**WHAT YOU WILL DO**
Reproduce the lines below verbatim, starting with the first line and ending after the line that contains "POLYGON ((381 216, 386".
-- PROVIDED MATERIAL start --
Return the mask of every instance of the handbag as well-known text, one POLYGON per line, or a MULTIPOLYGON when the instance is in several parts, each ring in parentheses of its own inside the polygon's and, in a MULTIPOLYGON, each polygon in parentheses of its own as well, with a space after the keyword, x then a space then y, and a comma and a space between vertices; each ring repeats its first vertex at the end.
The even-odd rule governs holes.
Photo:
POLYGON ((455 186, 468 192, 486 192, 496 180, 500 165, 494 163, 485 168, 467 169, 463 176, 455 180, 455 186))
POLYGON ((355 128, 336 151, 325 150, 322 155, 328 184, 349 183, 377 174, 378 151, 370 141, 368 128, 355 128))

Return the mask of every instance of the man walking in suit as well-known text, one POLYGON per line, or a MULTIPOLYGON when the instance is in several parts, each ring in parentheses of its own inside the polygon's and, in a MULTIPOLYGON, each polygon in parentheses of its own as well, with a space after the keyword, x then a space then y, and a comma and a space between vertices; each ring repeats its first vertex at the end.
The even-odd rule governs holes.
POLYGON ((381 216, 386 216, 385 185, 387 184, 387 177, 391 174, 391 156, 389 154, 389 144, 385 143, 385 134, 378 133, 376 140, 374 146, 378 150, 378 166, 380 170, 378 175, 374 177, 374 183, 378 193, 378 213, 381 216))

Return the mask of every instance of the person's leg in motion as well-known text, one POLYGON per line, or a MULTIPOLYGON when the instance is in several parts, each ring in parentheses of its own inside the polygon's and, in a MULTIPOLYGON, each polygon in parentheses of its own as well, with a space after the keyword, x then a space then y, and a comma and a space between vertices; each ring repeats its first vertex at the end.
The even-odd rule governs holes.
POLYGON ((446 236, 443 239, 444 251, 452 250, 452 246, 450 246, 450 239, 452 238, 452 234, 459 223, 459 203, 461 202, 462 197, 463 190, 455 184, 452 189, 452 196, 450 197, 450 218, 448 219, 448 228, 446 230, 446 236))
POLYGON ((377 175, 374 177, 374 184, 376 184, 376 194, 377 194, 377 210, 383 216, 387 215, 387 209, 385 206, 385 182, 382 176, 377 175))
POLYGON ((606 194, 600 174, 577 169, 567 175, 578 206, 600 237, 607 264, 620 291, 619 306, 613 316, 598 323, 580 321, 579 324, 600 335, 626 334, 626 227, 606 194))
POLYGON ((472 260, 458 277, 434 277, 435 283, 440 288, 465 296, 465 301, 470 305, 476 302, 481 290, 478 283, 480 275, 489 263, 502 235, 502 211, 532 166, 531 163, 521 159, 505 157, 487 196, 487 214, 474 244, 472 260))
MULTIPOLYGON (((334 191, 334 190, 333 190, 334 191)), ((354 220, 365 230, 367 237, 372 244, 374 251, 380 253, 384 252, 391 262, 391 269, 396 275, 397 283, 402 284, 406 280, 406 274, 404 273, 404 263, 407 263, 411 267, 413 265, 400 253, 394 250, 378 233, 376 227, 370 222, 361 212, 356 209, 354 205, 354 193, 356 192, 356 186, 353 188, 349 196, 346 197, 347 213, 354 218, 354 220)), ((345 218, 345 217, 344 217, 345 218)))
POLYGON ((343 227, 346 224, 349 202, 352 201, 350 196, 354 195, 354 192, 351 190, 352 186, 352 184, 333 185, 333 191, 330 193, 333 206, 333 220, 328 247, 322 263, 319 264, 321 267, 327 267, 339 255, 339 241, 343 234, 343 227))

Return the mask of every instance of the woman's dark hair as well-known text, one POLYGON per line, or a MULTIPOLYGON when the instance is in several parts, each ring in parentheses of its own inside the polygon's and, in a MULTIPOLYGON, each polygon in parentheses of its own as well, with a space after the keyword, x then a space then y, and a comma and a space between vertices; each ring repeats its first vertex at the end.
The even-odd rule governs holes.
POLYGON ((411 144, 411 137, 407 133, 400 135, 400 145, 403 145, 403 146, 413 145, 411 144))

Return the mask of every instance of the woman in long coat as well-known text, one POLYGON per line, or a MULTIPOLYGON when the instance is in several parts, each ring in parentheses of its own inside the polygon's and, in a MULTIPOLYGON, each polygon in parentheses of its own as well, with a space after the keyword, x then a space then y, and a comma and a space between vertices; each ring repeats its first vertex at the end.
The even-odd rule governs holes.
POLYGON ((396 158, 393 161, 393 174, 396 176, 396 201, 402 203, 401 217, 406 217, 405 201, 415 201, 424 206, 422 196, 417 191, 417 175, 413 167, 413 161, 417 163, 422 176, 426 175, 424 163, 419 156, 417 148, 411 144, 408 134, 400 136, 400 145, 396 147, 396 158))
-- PROVIDED MATERIAL end --
**RESULT FOR THIS TASK**
Return the mask of every instance of the handbag as well-known text, one POLYGON per line, or a MULTIPOLYGON when the instance is in several parts, each ring in parentheses of its own inside the polygon's and, in a MULTIPOLYGON, each polygon in parentheses of its own as well, with a space after the keyword, x then a space then y, and a comma and a space between vertices; each ring repeats its first vertex at the end.
The even-odd rule governs holes.
Photo:
POLYGON ((455 186, 468 192, 486 192, 496 180, 500 165, 494 163, 485 168, 467 169, 463 176, 455 180, 455 186))
POLYGON ((355 128, 336 151, 325 150, 322 155, 328 184, 349 183, 377 174, 378 151, 370 141, 368 128, 355 128))

Return the mask of every instance of the man walking in suit as well-known text, one POLYGON per line, or a MULTIPOLYGON when the instance is in several parts, each ring in parentheses of its own inside the polygon's and, in a MULTIPOLYGON, each polygon in parentheses of its own as well, with a space after the keyword, x then a space then y, and a comma and a space between vertices; each ring repeats its first vertex at the end.
The even-odd rule governs holes.
POLYGON ((381 216, 386 216, 385 185, 387 184, 387 177, 391 174, 391 156, 389 154, 389 144, 385 143, 385 134, 378 133, 376 140, 374 146, 378 150, 378 166, 380 170, 378 175, 374 177, 374 183, 378 193, 378 213, 381 216))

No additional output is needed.